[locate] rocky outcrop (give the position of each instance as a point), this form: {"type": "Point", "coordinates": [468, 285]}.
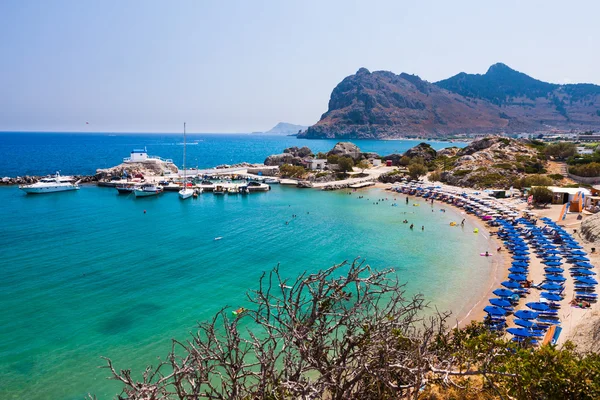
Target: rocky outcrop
{"type": "Point", "coordinates": [422, 150]}
{"type": "Point", "coordinates": [492, 162]}
{"type": "Point", "coordinates": [346, 149]}
{"type": "Point", "coordinates": [381, 104]}
{"type": "Point", "coordinates": [590, 229]}
{"type": "Point", "coordinates": [448, 152]}
{"type": "Point", "coordinates": [291, 155]}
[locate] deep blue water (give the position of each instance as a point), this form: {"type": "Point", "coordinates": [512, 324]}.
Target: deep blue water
{"type": "Point", "coordinates": [25, 153]}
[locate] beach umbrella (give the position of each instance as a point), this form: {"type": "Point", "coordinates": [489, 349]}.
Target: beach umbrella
{"type": "Point", "coordinates": [553, 263]}
{"type": "Point", "coordinates": [537, 306]}
{"type": "Point", "coordinates": [500, 302]}
{"type": "Point", "coordinates": [518, 270]}
{"type": "Point", "coordinates": [517, 277]}
{"type": "Point", "coordinates": [552, 251]}
{"type": "Point", "coordinates": [551, 286]}
{"type": "Point", "coordinates": [585, 279]}
{"type": "Point", "coordinates": [495, 311]}
{"type": "Point", "coordinates": [552, 258]}
{"type": "Point", "coordinates": [551, 296]}
{"type": "Point", "coordinates": [526, 314]}
{"type": "Point", "coordinates": [584, 264]}
{"type": "Point", "coordinates": [503, 292]}
{"type": "Point", "coordinates": [573, 245]}
{"type": "Point", "coordinates": [519, 263]}
{"type": "Point", "coordinates": [582, 272]}
{"type": "Point", "coordinates": [520, 332]}
{"type": "Point", "coordinates": [524, 323]}
{"type": "Point", "coordinates": [511, 284]}
{"type": "Point", "coordinates": [580, 258]}
{"type": "Point", "coordinates": [578, 252]}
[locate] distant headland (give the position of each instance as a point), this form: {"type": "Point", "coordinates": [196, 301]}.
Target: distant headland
{"type": "Point", "coordinates": [383, 105]}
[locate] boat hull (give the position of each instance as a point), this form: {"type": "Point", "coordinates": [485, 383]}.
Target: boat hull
{"type": "Point", "coordinates": [43, 190]}
{"type": "Point", "coordinates": [146, 193]}
{"type": "Point", "coordinates": [185, 194]}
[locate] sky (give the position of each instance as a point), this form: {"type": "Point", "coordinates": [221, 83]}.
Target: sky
{"type": "Point", "coordinates": [243, 66]}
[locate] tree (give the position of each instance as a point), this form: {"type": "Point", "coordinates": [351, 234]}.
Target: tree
{"type": "Point", "coordinates": [541, 195]}
{"type": "Point", "coordinates": [292, 171]}
{"type": "Point", "coordinates": [561, 150]}
{"type": "Point", "coordinates": [415, 171]}
{"type": "Point", "coordinates": [351, 332]}
{"type": "Point", "coordinates": [345, 164]}
{"type": "Point", "coordinates": [363, 164]}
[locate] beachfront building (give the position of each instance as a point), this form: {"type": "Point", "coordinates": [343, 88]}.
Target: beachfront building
{"type": "Point", "coordinates": [565, 195]}
{"type": "Point", "coordinates": [317, 164]}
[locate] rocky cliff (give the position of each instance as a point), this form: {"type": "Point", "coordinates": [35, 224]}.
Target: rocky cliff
{"type": "Point", "coordinates": [380, 104]}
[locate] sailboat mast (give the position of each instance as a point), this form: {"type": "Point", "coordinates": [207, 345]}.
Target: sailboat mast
{"type": "Point", "coordinates": [184, 146]}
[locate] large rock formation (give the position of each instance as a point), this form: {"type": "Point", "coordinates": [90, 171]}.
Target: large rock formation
{"type": "Point", "coordinates": [291, 155]}
{"type": "Point", "coordinates": [381, 105]}
{"type": "Point", "coordinates": [492, 162]}
{"type": "Point", "coordinates": [346, 149]}
{"type": "Point", "coordinates": [422, 150]}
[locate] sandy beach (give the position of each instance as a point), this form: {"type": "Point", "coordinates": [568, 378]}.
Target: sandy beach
{"type": "Point", "coordinates": [575, 322]}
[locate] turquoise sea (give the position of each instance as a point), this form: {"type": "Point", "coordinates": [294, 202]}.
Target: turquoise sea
{"type": "Point", "coordinates": [88, 274]}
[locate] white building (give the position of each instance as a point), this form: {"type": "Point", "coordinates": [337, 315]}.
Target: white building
{"type": "Point", "coordinates": [317, 164]}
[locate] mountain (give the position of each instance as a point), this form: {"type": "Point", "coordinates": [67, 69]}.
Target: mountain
{"type": "Point", "coordinates": [380, 104]}
{"type": "Point", "coordinates": [284, 128]}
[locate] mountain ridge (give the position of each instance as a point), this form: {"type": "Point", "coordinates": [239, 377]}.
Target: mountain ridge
{"type": "Point", "coordinates": [381, 104]}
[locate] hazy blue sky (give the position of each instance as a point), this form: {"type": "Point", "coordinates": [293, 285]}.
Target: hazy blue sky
{"type": "Point", "coordinates": [241, 66]}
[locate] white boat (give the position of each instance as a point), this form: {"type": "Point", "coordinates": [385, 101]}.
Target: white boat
{"type": "Point", "coordinates": [186, 192]}
{"type": "Point", "coordinates": [147, 190]}
{"type": "Point", "coordinates": [50, 185]}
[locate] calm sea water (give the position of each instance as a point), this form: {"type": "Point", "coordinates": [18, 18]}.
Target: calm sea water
{"type": "Point", "coordinates": [88, 274]}
{"type": "Point", "coordinates": [75, 153]}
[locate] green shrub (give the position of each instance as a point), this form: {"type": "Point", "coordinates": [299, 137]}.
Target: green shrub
{"type": "Point", "coordinates": [587, 170]}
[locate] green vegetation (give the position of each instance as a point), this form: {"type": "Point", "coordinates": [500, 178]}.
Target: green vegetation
{"type": "Point", "coordinates": [415, 171]}
{"type": "Point", "coordinates": [533, 180]}
{"type": "Point", "coordinates": [352, 332]}
{"type": "Point", "coordinates": [292, 171]}
{"type": "Point", "coordinates": [561, 150]}
{"type": "Point", "coordinates": [362, 165]}
{"type": "Point", "coordinates": [541, 195]}
{"type": "Point", "coordinates": [586, 170]}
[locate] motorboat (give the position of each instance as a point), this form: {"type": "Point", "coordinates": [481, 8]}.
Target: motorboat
{"type": "Point", "coordinates": [51, 185]}
{"type": "Point", "coordinates": [186, 192]}
{"type": "Point", "coordinates": [147, 190]}
{"type": "Point", "coordinates": [125, 188]}
{"type": "Point", "coordinates": [254, 186]}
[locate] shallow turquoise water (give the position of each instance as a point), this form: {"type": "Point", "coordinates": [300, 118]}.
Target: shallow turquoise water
{"type": "Point", "coordinates": [87, 274]}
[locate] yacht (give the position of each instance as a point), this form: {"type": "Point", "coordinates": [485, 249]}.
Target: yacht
{"type": "Point", "coordinates": [186, 192]}
{"type": "Point", "coordinates": [50, 185]}
{"type": "Point", "coordinates": [147, 190]}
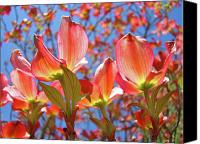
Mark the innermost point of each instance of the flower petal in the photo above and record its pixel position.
(86, 87)
(18, 61)
(44, 65)
(19, 105)
(14, 93)
(134, 58)
(4, 97)
(72, 42)
(80, 64)
(3, 81)
(116, 91)
(25, 83)
(14, 129)
(105, 77)
(128, 86)
(157, 78)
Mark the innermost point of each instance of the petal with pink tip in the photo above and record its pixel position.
(72, 42)
(44, 65)
(105, 77)
(157, 78)
(116, 91)
(128, 86)
(18, 61)
(134, 58)
(25, 83)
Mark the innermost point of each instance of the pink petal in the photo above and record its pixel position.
(157, 78)
(3, 81)
(44, 65)
(25, 83)
(18, 61)
(128, 86)
(80, 64)
(105, 77)
(72, 42)
(134, 58)
(116, 91)
(42, 97)
(14, 93)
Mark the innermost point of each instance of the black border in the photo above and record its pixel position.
(190, 71)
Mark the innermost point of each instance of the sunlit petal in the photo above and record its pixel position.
(18, 61)
(134, 58)
(72, 42)
(25, 83)
(44, 65)
(105, 77)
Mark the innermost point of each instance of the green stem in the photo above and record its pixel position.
(66, 96)
(111, 135)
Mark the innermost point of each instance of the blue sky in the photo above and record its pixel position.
(6, 48)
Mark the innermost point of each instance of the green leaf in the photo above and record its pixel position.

::::::

### Work instructions
The first line of the entries, the line containing "[locate] boat hull", and every line between them are to be output exactly; pictures are not.

### Solution to this problem
[locate] rocky outcrop (give the position of each instance as a point), this form: {"type": "Point", "coordinates": [468, 285]}.
Target: rocky outcrop
{"type": "Point", "coordinates": [422, 150]}
{"type": "Point", "coordinates": [492, 162]}
{"type": "Point", "coordinates": [346, 149]}
{"type": "Point", "coordinates": [381, 104]}
{"type": "Point", "coordinates": [590, 229]}
{"type": "Point", "coordinates": [448, 152]}
{"type": "Point", "coordinates": [291, 155]}
[locate] deep blue water (give the position of each instance as a point), this form: {"type": "Point", "coordinates": [512, 324]}.
Target: deep blue water
{"type": "Point", "coordinates": [25, 153]}
[locate] beach umbrella (give the position of each instance as a point), this form: {"type": "Point", "coordinates": [489, 349]}.
Target: beach umbrella
{"type": "Point", "coordinates": [553, 263]}
{"type": "Point", "coordinates": [537, 306]}
{"type": "Point", "coordinates": [500, 302]}
{"type": "Point", "coordinates": [518, 270]}
{"type": "Point", "coordinates": [517, 277]}
{"type": "Point", "coordinates": [552, 251]}
{"type": "Point", "coordinates": [551, 286]}
{"type": "Point", "coordinates": [585, 279]}
{"type": "Point", "coordinates": [495, 311]}
{"type": "Point", "coordinates": [552, 258]}
{"type": "Point", "coordinates": [551, 296]}
{"type": "Point", "coordinates": [526, 314]}
{"type": "Point", "coordinates": [584, 264]}
{"type": "Point", "coordinates": [503, 292]}
{"type": "Point", "coordinates": [573, 245]}
{"type": "Point", "coordinates": [519, 263]}
{"type": "Point", "coordinates": [582, 272]}
{"type": "Point", "coordinates": [520, 332]}
{"type": "Point", "coordinates": [524, 323]}
{"type": "Point", "coordinates": [511, 284]}
{"type": "Point", "coordinates": [580, 258]}
{"type": "Point", "coordinates": [578, 252]}
[locate] distant headland (give the position of each instance as a point), this form: {"type": "Point", "coordinates": [196, 301]}.
Target: distant headland
{"type": "Point", "coordinates": [383, 105]}
[locate] boat hull (give the position of each instance as a point), this form: {"type": "Point", "coordinates": [485, 383]}.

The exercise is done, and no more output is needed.